What you will do
Render the material as a JSON list of strings, one string per line and no blank lines, starting at the beginning of the material and going on through the line with "point(223, 106)". Leave the pictures out.

Supplied entries
▬▬▬
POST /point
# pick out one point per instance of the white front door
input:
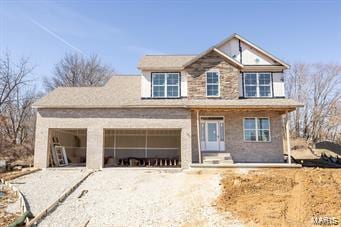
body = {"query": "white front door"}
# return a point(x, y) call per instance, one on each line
point(212, 135)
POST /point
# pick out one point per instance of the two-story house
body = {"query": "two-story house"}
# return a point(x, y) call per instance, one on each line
point(223, 106)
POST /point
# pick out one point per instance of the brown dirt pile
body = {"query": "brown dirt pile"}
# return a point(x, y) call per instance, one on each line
point(282, 197)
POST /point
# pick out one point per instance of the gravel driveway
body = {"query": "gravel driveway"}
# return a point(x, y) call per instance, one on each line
point(42, 188)
point(118, 197)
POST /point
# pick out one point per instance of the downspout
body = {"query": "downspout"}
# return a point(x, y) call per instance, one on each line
point(240, 52)
point(198, 135)
point(288, 137)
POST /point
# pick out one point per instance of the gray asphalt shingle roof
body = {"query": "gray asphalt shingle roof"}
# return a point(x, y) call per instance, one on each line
point(124, 92)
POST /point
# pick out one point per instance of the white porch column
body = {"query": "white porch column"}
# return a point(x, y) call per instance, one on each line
point(41, 143)
point(198, 135)
point(94, 150)
point(288, 137)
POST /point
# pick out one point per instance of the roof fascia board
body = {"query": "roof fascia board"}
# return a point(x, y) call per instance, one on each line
point(217, 51)
point(237, 36)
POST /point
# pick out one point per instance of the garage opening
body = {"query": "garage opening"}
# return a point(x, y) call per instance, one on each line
point(142, 148)
point(67, 147)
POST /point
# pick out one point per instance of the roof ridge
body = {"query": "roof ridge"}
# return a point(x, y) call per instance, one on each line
point(171, 55)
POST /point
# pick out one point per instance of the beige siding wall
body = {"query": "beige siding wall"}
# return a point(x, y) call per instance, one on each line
point(234, 138)
point(196, 79)
point(249, 54)
point(95, 120)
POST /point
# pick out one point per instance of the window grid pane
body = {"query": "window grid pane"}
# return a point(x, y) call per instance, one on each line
point(257, 84)
point(212, 83)
point(165, 84)
point(257, 129)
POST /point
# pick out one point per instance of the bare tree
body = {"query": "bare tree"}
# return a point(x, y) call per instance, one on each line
point(12, 76)
point(20, 116)
point(318, 86)
point(75, 70)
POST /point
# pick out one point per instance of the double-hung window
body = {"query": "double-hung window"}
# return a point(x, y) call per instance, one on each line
point(257, 84)
point(212, 84)
point(257, 129)
point(165, 85)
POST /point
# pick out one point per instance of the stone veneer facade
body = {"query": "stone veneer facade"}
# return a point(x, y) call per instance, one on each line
point(196, 80)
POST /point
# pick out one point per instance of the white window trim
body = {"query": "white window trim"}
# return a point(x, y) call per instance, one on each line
point(257, 141)
point(257, 85)
point(213, 71)
point(205, 118)
point(165, 96)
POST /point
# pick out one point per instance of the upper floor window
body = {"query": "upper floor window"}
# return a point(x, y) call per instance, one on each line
point(212, 84)
point(166, 85)
point(257, 84)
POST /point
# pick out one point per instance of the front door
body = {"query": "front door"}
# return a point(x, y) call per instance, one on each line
point(212, 135)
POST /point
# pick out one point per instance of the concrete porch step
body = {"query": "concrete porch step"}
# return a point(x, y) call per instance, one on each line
point(216, 154)
point(217, 161)
point(217, 158)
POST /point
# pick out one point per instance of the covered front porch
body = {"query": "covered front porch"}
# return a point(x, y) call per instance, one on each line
point(240, 137)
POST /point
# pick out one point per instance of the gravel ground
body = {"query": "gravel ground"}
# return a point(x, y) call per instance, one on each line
point(42, 188)
point(116, 197)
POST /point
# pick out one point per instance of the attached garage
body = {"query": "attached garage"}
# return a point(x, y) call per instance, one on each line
point(142, 147)
point(67, 147)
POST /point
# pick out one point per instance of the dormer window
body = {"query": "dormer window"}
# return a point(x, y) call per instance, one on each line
point(212, 84)
point(257, 84)
point(166, 85)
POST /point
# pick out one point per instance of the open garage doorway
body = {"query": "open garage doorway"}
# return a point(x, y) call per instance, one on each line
point(67, 147)
point(142, 148)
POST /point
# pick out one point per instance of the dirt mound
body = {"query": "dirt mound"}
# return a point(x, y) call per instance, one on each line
point(282, 197)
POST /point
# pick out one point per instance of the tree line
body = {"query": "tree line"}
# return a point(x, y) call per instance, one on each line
point(318, 87)
point(18, 92)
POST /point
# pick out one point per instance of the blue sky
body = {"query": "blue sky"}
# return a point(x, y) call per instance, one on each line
point(121, 32)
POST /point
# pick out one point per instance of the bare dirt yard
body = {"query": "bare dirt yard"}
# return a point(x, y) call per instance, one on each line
point(130, 197)
point(282, 197)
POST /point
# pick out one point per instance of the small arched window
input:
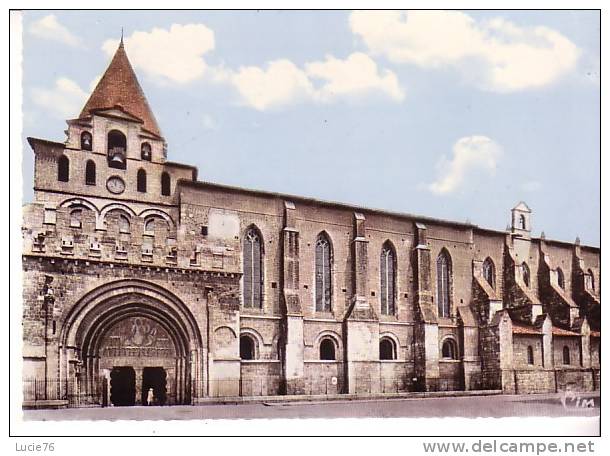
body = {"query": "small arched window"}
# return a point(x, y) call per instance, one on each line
point(117, 149)
point(76, 218)
point(387, 350)
point(141, 184)
point(252, 270)
point(589, 281)
point(165, 184)
point(530, 355)
point(90, 173)
point(387, 270)
point(86, 141)
point(247, 346)
point(63, 169)
point(566, 355)
point(443, 284)
point(489, 272)
point(323, 274)
point(525, 270)
point(561, 279)
point(146, 152)
point(123, 224)
point(327, 349)
point(449, 350)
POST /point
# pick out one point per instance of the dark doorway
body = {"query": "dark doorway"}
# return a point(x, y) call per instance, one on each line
point(123, 386)
point(155, 378)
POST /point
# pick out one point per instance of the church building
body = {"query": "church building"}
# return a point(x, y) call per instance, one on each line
point(137, 277)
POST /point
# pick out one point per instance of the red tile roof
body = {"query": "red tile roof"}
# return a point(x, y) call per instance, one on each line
point(119, 86)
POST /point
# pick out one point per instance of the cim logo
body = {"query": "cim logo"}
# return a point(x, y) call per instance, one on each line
point(572, 401)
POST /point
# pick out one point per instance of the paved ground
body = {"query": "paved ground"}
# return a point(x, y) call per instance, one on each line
point(479, 406)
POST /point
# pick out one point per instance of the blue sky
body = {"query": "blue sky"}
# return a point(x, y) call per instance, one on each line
point(456, 115)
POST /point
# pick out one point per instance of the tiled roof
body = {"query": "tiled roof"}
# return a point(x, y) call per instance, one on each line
point(119, 86)
point(563, 332)
point(523, 329)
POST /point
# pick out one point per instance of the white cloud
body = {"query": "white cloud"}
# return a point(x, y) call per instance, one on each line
point(174, 55)
point(531, 186)
point(282, 82)
point(470, 154)
point(495, 54)
point(49, 28)
point(64, 100)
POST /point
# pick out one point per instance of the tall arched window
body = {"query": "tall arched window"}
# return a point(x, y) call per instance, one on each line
point(589, 281)
point(247, 348)
point(560, 278)
point(76, 218)
point(253, 271)
point(63, 169)
point(86, 141)
point(449, 349)
point(323, 274)
point(489, 272)
point(387, 270)
point(530, 355)
point(141, 185)
point(90, 173)
point(146, 152)
point(327, 349)
point(165, 184)
point(117, 149)
point(566, 355)
point(387, 349)
point(443, 284)
point(525, 270)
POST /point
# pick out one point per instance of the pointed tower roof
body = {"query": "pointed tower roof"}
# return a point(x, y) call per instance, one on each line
point(119, 86)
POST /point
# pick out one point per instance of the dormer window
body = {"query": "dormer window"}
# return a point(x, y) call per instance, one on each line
point(146, 152)
point(86, 141)
point(117, 150)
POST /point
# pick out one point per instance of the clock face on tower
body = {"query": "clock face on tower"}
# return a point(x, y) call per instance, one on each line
point(115, 185)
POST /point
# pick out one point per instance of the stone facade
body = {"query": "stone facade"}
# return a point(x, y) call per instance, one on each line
point(134, 283)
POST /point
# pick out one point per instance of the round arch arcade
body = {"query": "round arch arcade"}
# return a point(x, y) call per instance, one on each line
point(132, 336)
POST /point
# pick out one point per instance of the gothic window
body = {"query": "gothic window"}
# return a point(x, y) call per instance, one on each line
point(247, 347)
point(253, 271)
point(489, 272)
point(63, 169)
point(117, 150)
point(526, 274)
point(146, 152)
point(165, 184)
point(387, 349)
point(76, 216)
point(449, 350)
point(86, 141)
point(141, 184)
point(560, 278)
point(443, 284)
point(387, 270)
point(530, 355)
point(90, 173)
point(327, 349)
point(323, 274)
point(566, 355)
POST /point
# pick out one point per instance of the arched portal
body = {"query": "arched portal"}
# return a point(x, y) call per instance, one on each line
point(133, 326)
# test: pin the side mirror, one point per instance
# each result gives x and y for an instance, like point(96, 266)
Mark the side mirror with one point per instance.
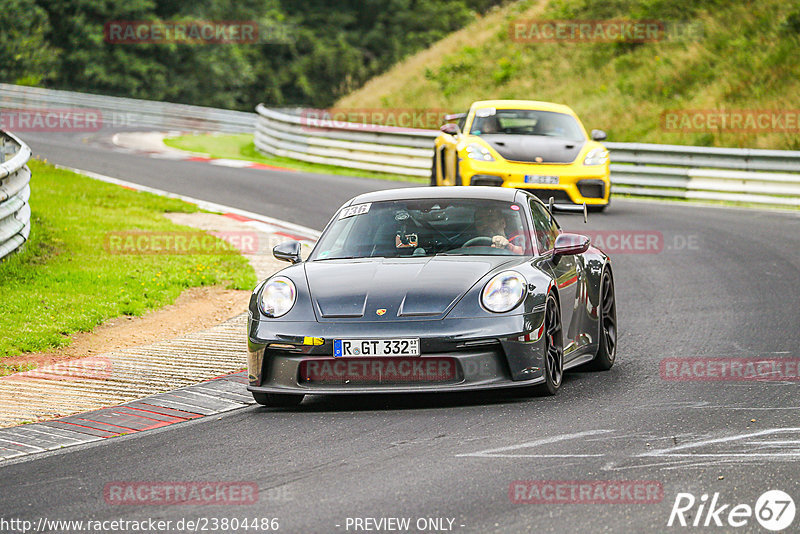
▬▬▬
Exercise response
[
  "POST /point",
  "# pick out one point per instance of the white front door",
  "input:",
  "body = {\"query\": \"white front door\"}",
  "# return a point(x, y) call per instance, one on each line",
  "point(212, 135)",
  "POST /point",
  "# pick out one point per instance of the two-story house",
  "body = {\"query\": \"two-story house\"}",
  "# return a point(x, y) call per instance, one on each line",
  "point(223, 106)"
]